Problems and tasks:
(1) Summarize the article about Spencer Turnbull's start against the Rays in two sentences.
(2) Continue the article about Spencer Turnbull's start against the Rays from its last sentence.

ST. PETERSBURG — Considering how Spencer Turnbull spent the past season and a half, it would’ve been hard for him to call Saturday’s 12-2 Tigers loss to the Rays a bad day at Tropicana Field — and not just because he was chased after 2 1/3 innings.
The bad days for Turnbull were part of the rehab process last summer, getting his surgically repaired right elbow back in a condition where he could pitch again. Some days were good, others brutal. His career was put on hold just a handful of starts after he threw a no-hitter that had seemingly punctuated his arrival among the game’s nastiest pitchers.
“You have a lot of downtime, and it gets hard,” he said in Spring Training. “You can get depressed. You can stay anxious and fearful a lot. I’ve had to battle a lot of that over the last year and a half, but I’ve learned a lot about myself — a lot of therapy, a lot of workouts, a lot of monotonous stuff.”
In that context, he will never take for granted the opportunity to get on a mound and compete. Even so, Saturday was tough.
“Definitely appreciate the opportunity,” Turnbull said. “No one wants to give up a seven-spot and get pulled out in the third inning. It’s tough for the boys to rally behind that. But I am glad to be back out there in a big league game. It’s been a long time. So I take that as a positive.”

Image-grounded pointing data
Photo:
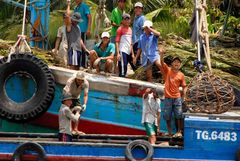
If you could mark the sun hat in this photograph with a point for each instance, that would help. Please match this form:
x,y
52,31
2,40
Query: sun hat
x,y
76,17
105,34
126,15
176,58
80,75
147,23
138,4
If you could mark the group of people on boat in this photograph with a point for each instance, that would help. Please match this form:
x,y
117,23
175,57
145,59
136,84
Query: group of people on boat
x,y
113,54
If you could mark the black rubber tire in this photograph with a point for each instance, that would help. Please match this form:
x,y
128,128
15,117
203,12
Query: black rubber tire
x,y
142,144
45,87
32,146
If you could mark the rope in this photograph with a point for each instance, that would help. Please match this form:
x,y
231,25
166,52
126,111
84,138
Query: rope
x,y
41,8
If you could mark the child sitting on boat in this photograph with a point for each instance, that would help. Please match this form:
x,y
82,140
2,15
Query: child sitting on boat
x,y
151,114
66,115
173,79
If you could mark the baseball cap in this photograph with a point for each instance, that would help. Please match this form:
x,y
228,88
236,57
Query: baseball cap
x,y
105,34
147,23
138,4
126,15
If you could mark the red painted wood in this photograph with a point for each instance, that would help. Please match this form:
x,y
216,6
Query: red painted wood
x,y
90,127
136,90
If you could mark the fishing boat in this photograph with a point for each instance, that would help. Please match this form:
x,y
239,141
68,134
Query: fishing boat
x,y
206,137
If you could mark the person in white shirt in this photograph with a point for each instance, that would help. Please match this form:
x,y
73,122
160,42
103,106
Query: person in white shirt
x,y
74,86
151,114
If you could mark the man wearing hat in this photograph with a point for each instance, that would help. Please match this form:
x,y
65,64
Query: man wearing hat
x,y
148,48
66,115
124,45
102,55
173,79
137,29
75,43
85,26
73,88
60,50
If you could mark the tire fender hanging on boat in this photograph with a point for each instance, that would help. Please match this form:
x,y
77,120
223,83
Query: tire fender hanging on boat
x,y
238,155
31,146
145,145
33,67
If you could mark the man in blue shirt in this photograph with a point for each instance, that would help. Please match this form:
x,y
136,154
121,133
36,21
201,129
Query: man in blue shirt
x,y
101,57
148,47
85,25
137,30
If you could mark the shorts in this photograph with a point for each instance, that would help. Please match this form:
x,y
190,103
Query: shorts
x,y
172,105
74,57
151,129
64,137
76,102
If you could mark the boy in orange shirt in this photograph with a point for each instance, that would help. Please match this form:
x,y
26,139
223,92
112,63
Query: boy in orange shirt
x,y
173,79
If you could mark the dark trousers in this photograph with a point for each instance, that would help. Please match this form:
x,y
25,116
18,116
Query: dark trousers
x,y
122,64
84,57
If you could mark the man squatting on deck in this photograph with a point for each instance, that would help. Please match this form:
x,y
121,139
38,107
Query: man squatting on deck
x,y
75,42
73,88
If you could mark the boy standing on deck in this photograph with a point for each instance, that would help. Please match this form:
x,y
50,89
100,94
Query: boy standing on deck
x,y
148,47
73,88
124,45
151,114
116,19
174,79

Set of answers:
(1) Spencer Turnbull was pulled after 2 1/3 innings of the Tigers' 12-2 loss to the Rays at Tropicana Field, an outing that followed a long rehab of his surgically repaired right elbow after an injury put his career on hold shortly after he threw a no-hitter. He admitted that Saturday was tough, but he said he appreciated the opportunity and was glad to be back in a big league game after a long time.

(2)
Turnbull was battling from the outset, when Tampa Bay’s first four batters reached base safely, including a Randy Arozarena RBI double. With the bases loaded and nobody out, Turnbull reared back and challenged Luke Raley with fastballs, culminating in a 96 mph heater inside that sent down Raley swinging. It was Turnbull’s first Major League strikeout since he fanned then-White Sox phenom Yermin Mercedes on June 4, 2021, his last batter faced before surgery.
When Jose Siri grounded into a double play two pitches later, Turnbull pumped his fist at the play behind him from shortstop Javier Báez and second baseman Zach McKinstry, a double-play duo together for the first time. The fire was back.
Turnbull returned the favor in the second inning after a Josh Lowe popup fell between Báez and center fielder Riley Greene for a one-out double. His foul-tip strikeout of Francisco Mejía was one of the few sliders he felt positive about all day.
“I think in general, when his slider is backing up, that’s a little troublesome for him,” manager A.J. Hinch said.
A two-out walk to Yandy Díaz put another runner on for Brandon Lowe, but Turnbull leveraged an 0-2 count to get an inning-ending groundout.
Turnbull seemed to be on stable footing. But his first pitch of the third inning, a changeup that caught Arozarena on the elbow, put him back in trouble once Wander Franco’s opposite-field double put runners at second and third.
Turnbull still regrouped, fanning Raley on a changeup and putting Siri in an 0-2 count. But his 1-2 curveball was the right pitch in the wrong location. Siri crushed the hanger down the left-field line for a two-run double, and the inning spiraled out of control from there.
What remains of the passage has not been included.